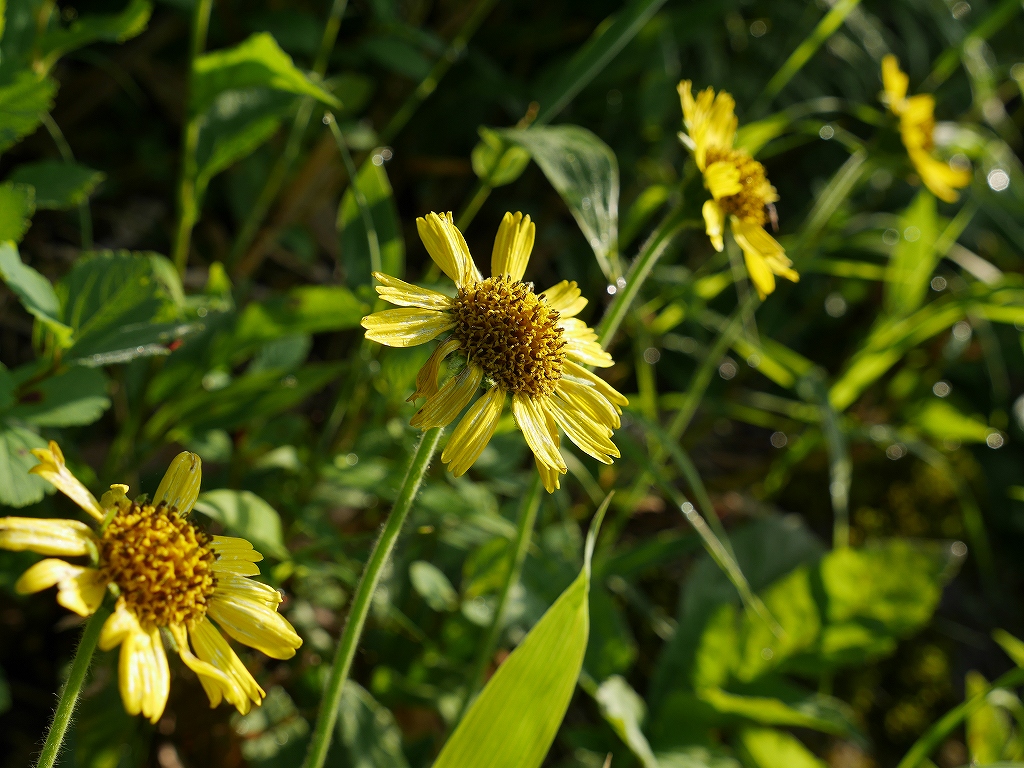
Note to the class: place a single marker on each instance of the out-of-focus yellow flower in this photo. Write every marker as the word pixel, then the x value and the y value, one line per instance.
pixel 167 574
pixel 740 190
pixel 514 342
pixel 916 127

★ ★ ★ ★ ★ ★ ★

_AIM OF THE EXERCISE_.
Return the full listing above verbatim, please, but without its images.

_SOLUTION FOR THIS PROBLEM_.
Note to the class: place a single marker on each instance of the out-of-focus yellow flower in this photo. Write every marker as the word pixel, then the x value and the y value, one line per instance.
pixel 167 574
pixel 740 190
pixel 514 342
pixel 916 127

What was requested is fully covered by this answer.